*** SOURCE PASSAGE ***
NEW HAVEN -- Tens of thousands of Connecticut commuters use mass transit to head in and out of New York City every week. And now, security is at the forefront once again.
Monday morning's attempted suicide bombing, in a tunnel connecting New York's Port Authority Terminal and the 42nd Street subway station, did not achieve its desired result, an indication of inexperience, says a local national security expert.
"It was a partial detonation of the main charge and it was an unsuccessful event for that terrorist," said Jibey Asthappan, Ph.D., an associate professor of National Security at the University of New Haven.
The alleged suicide bomber is from Bangladesh, where there have been numerous Isis inspired attacks of late.
"Of course, they’ve had several calls for attacks in the west in the recent months," said Vesna Markovic, Ph.D., an assistant professor of Criminal Justice and National Security and an Assistant Dean in the Henry C. Lee College of Criminal Justice and Forensic Sciences at the University of New Haven.
Suicide bombs, she said, have been a prominent method of terrorism since the early 1980s.
"Sometimes they feel that that’s the only way to fight against an enemy, who is stronger," said Markovic. "So, they sacrificed themselves to carry out an attack."
Because the man arrested for this bombing is Muslim, the leader of a local mosque reasserted that true Islam rejects violence.
"The violence against your nation is against the US Constitution and against the teachings of the holy Qur'an," said Salman Tariq, Iman for Baitul Aman Mosque in Meriden.
With airports largely secure, some travelers also expect train and subway stations and bus terminals to be hardened.
"They have to weigh also security versus freedom and not become a police state where you have guards at every location," said Markovic, who adds that public needs to keep their eyes and ears peeled at these other transportation centers.
She added that the U.S. does not see as many suicides as other countries because because it's much easier to get and use guns and vehicles for acts of terror than to secure material for explosives.
*** End of SOURCE PASSAGE ***
*** DATASET EXCERPT ***
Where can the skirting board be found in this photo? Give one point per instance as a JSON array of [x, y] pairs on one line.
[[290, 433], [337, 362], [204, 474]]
*** End of DATASET EXCERPT ***
- **AIM OF THE EXERCISE**:
Copy the news report on security after the New York bombing attempt from "Suicide bombs, she" to "Islam rejects violence.", substituting "common" for "prominent".

- **WRITTEN SOLUTION**:
Suicide bombs, she said, have been a common method of terrorism since the early 1980s.
"Sometimes they feel that that’s the only way to fight against an enemy, who is stronger," said Markovic. "So, they sacrificed themselves to carry out an attack."
Because the man arrested for this bombing is Muslim, the leader of a local mosque reasserted that true Islam rejects violence.